Objective | Arrange the data below as a Markdown table with the columns Row and Line, one line of data per row, numbered in order and skipping any blank lines.
─── Information given
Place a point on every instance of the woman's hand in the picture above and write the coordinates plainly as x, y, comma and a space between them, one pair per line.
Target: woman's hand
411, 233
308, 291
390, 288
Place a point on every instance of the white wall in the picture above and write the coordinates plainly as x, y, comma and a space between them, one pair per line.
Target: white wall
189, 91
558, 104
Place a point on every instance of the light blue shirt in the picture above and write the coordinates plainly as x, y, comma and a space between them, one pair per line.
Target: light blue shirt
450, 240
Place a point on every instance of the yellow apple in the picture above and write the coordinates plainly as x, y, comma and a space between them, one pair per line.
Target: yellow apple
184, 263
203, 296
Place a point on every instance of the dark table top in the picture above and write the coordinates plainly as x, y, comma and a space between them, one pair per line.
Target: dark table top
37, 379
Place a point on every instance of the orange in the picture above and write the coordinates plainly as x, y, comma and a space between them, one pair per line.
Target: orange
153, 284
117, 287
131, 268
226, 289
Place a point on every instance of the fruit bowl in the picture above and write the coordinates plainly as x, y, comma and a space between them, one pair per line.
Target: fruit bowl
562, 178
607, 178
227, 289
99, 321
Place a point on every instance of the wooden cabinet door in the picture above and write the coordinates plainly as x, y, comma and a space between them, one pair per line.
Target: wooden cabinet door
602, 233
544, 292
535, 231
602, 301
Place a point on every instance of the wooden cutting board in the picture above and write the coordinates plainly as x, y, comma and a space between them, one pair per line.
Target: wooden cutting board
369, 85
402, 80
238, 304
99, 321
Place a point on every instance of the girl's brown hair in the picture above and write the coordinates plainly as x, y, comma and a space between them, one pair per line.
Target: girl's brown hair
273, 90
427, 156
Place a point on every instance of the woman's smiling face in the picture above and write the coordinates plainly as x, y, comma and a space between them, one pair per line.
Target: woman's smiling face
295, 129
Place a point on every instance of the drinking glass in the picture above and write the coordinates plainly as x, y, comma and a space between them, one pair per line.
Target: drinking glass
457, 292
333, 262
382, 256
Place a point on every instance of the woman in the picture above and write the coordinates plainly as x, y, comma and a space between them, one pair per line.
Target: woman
──────
Response to this task |
| Row | Line |
|---|---|
| 1 | Place a point on every instance of the woman's hand in the picture above and write the coordinates plainly as x, y, comma and a space between them, one pair per line. |
| 2 | Target: woman's hand |
| 3 | 411, 233 |
| 4 | 308, 291 |
| 5 | 390, 288 |
| 6 | Place a point on every instance of the white wall in the picture above and write the coordinates plainly as x, y, comma and a space between them, one pair per line. |
| 7 | Target: white wall |
| 8 | 189, 91 |
| 9 | 558, 104 |
| 10 | Place a point on every instance of the light blue shirt in the picture above and write the coordinates plainly as x, y, comma and a space between them, one pair per line. |
| 11 | Target: light blue shirt |
| 12 | 450, 240 |
| 13 | Place a point on every instance of the yellow apple in the picture above and write the coordinates plainly as x, y, comma and a space between them, one pair per line. |
| 14 | Target: yellow apple |
| 15 | 184, 263 |
| 16 | 203, 296 |
| 17 | Place a point on every instance of the dark table top in the picture above and write the coordinates plainly as x, y, comma and a space between them, one pair per line. |
| 18 | Target: dark table top |
| 19 | 37, 379 |
| 20 | Place a point on every instance of the orange in the picture above and write the coordinates plainly as x, y, comma and a space between them, one pair per line. |
| 21 | Target: orange |
| 22 | 153, 284 |
| 23 | 117, 287 |
| 24 | 131, 268 |
| 25 | 226, 289 |
| 26 | Place a point on every instance of the fruit bowl in the picture above and write the coordinates plainly as x, y, comma and a space between them, one pair per line. |
| 27 | Target: fruit bowl |
| 28 | 562, 178 |
| 29 | 607, 178 |
| 30 | 227, 289 |
| 31 | 99, 321 |
| 32 | Place a point on every instance of the wooden cabinet door in the picture above and write the coordinates plainly as x, y, comma and a space between them, one pair per line. |
| 33 | Target: wooden cabinet door |
| 34 | 602, 233 |
| 35 | 544, 292 |
| 36 | 535, 231 |
| 37 | 602, 301 |
| 38 | Place a point on every instance of the wooden cutting board in the picture above and write the coordinates plainly as x, y, comma and a space between them, one pair per line. |
| 39 | Target: wooden cutting board |
| 40 | 369, 85 |
| 41 | 402, 80 |
| 42 | 238, 304 |
| 43 | 99, 321 |
| 44 | Place a point on every instance of the girl's brown hair in the picture above and write the coordinates plainly as x, y, comma and a space between them, one pair per line. |
| 45 | Target: girl's brown hair |
| 46 | 273, 90 |
| 47 | 427, 156 |
| 48 | Place a point on every instance of the woman's smiling face in the picture above and write the coordinates plainly as x, y, comma and a space between them, one pair per line. |
| 49 | Target: woman's smiling face |
| 50 | 295, 129 |
| 51 | Place a point on every instance of the drinking glass in the picture above and write the coordinates plainly as x, y, comma and a space between them, one pair per line. |
| 52 | Target: drinking glass |
| 53 | 457, 292 |
| 54 | 333, 262 |
| 55 | 382, 256 |
| 56 | Place a point on every instance of the woman in the picture above and write the coordinates plainly as x, y, comma and a space between them, one pair per line. |
| 57 | Target: woman |